_Aufgabe 1_
Welche VDR-Version läuft laut dem Forenthread zur Webcam beim Fragesteller?
_Aufgabe 2_
Gib im Forenthread zur Webcam die Stelle von „[code]mencoder tv:// -tv“ bis „Strg + C möglich.“ noch einmal wieder und benenne dabei „cam“ in „Webcam“ um.
_Aufgabe 3_
Stimmen diese Aussagen mit dem Forenthread zur Webcam überein? (a) Die Aufnahmen sollen als mpeg gespeichert werden. (b) Nach einer Aufnahme mit mencoder lässt sich das Programm mit Strg + C beenden. (c) Die Umwandlung ins VDR-Format ist bereits gelöst.

++++ Vorliegender Auszug ++++

# Neues Projekt Webcam to mpeg to vdr

## Tinitus

Hallo,

ich möchte gerne eine Webcam laufen lassen. Die Aufzeichnungen sollen dann als mpeg gespeichert werden. Dann wäre es noch cool, wenn diese ins VDR Format konvertiert werden könnten um sie dort einfacher auswerten zu können.

Die Webcam kann man z.B. mit

mplayer tv:// -tv driver=v4l:width=352:height=288:device=/dev/video0 -fps 10

ansprechen.

Wie geht die Umwandlung am Besten? Achso hier läuft ein vdr 1.7.10 mit dem neuen PES Format.

G. R.

----------

## Tinitus

 *Tinitus wrote:*   

> Hallo,
> 
> ich möchte gerne eine Webcam laufen lassen. Die Aufzeichnungen sollen dann als mpeg gespeichert werden. Dann wäre es noch cool, wenn diese ins VDR Format konvertiert werden könnten um sie dort einfacher auswerten zu können.
> 
> Die Webcam kann man z.B. mit
> ...

 

Hallo,

eine Aufnahme geht mit:

[code]mencoder tv:// -tv driver=v4l2:width=352:height=288:device=/dev/video0 -nosound -ovc lavc -o filename.avi [code]

leider gibt mencoder danach die cam nicht wieder frei.

 Also kein Strg + C möglich.

Außerdem bleibt noch das Problem der Wandlung ins vdr Format.

G. R.[/code]

----------

++++ Ausgelesene Daten ++++

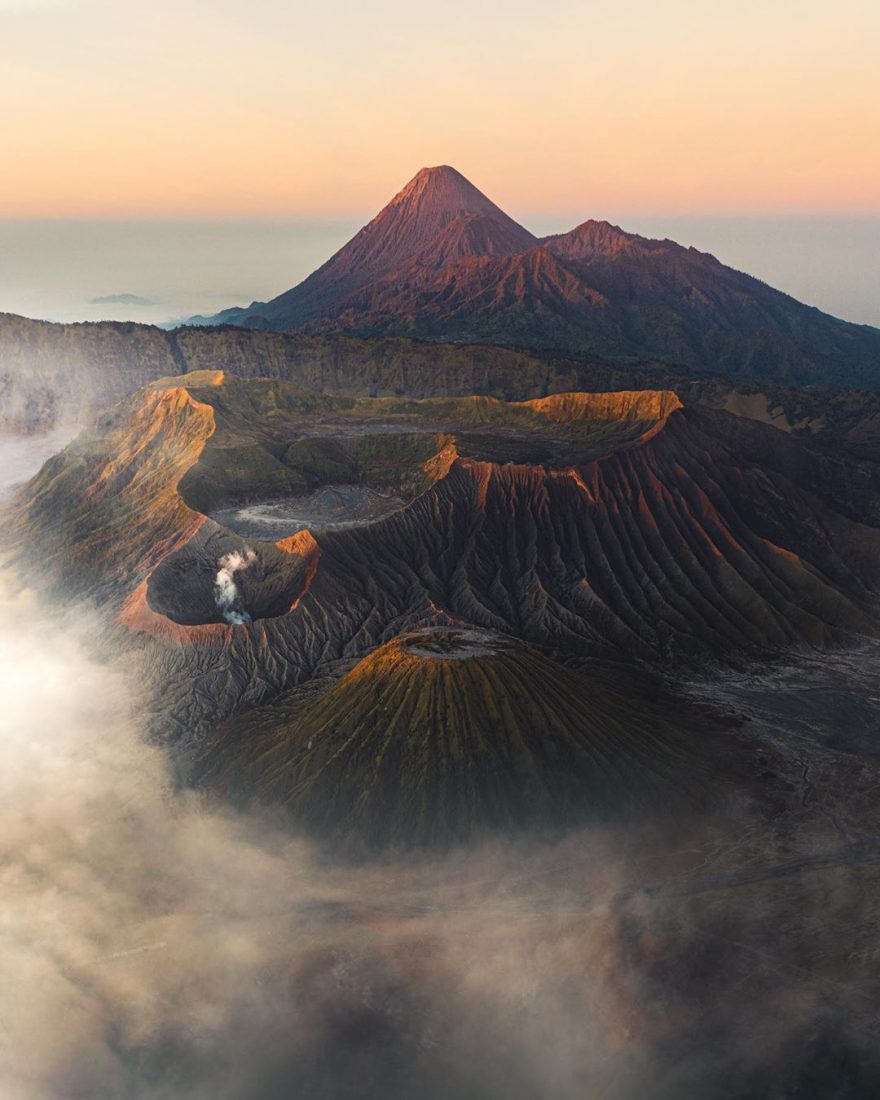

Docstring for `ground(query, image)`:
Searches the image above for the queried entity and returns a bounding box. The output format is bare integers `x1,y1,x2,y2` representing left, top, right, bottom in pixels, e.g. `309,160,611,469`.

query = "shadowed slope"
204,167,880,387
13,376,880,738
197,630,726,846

++++
++++ Ausgelesene Daten ++++

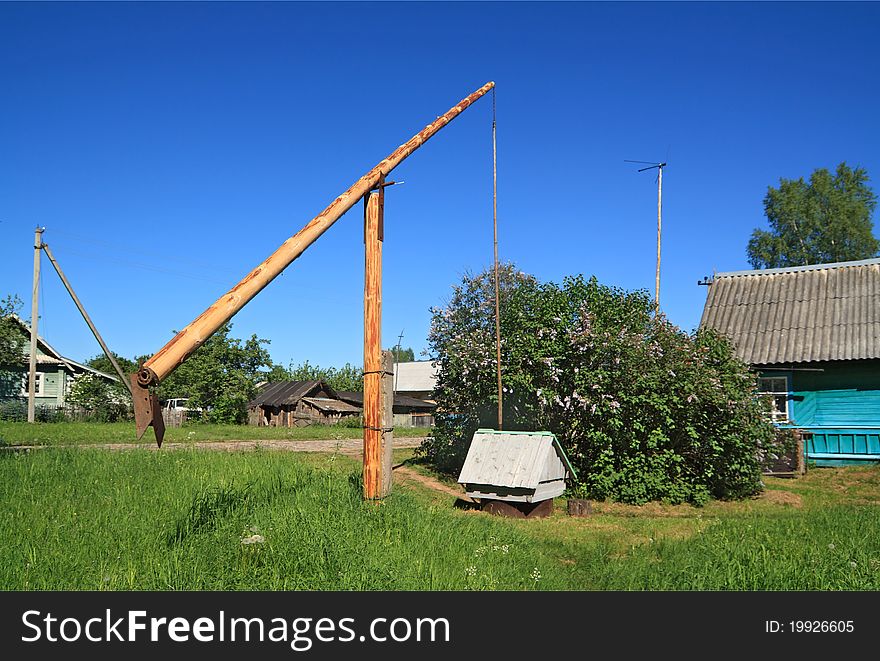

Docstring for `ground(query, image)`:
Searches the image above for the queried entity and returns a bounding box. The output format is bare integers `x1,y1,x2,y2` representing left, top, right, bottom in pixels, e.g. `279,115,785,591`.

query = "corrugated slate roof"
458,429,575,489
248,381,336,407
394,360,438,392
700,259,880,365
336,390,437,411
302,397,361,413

++++
++++ Ausgelesene Daten ++++

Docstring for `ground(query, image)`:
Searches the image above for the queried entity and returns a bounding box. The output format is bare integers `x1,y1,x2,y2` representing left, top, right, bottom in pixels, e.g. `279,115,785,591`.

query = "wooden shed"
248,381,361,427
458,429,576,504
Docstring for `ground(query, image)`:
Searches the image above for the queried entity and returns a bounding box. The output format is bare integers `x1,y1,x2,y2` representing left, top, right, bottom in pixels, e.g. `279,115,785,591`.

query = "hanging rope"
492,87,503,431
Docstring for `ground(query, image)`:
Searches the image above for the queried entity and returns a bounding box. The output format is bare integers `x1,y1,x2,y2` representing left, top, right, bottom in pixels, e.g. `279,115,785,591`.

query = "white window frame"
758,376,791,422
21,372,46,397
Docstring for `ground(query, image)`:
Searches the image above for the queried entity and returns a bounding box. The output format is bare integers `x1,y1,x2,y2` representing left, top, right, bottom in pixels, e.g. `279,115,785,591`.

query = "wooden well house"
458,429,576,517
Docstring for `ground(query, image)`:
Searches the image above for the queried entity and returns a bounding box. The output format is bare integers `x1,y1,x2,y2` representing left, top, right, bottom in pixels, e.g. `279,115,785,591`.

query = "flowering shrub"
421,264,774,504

++++

_Lösungsweg 1_
Ein VDR 1.7.10 mit dem neuen PES-Format.

_Lösungsweg 2_
[code]mencoder tv:// -tv driver=v4l2:width=352:height=288:device=/dev/video0 -nosound -ovc lavc -o filename.avi [code]

leider gibt mencoder danach die Webcam nicht wieder frei.

 Also kein Strg + C möglich.

_Lösungsweg 3_
(a) Ja: „Die Aufzeichnungen sollen dann als mpeg gespeichert werden.“
(b) Nein: „Also kein Strg + C möglich.“
(c) Nein: „Außerdem bleibt noch das Problem der Wandlung ins vdr Format.“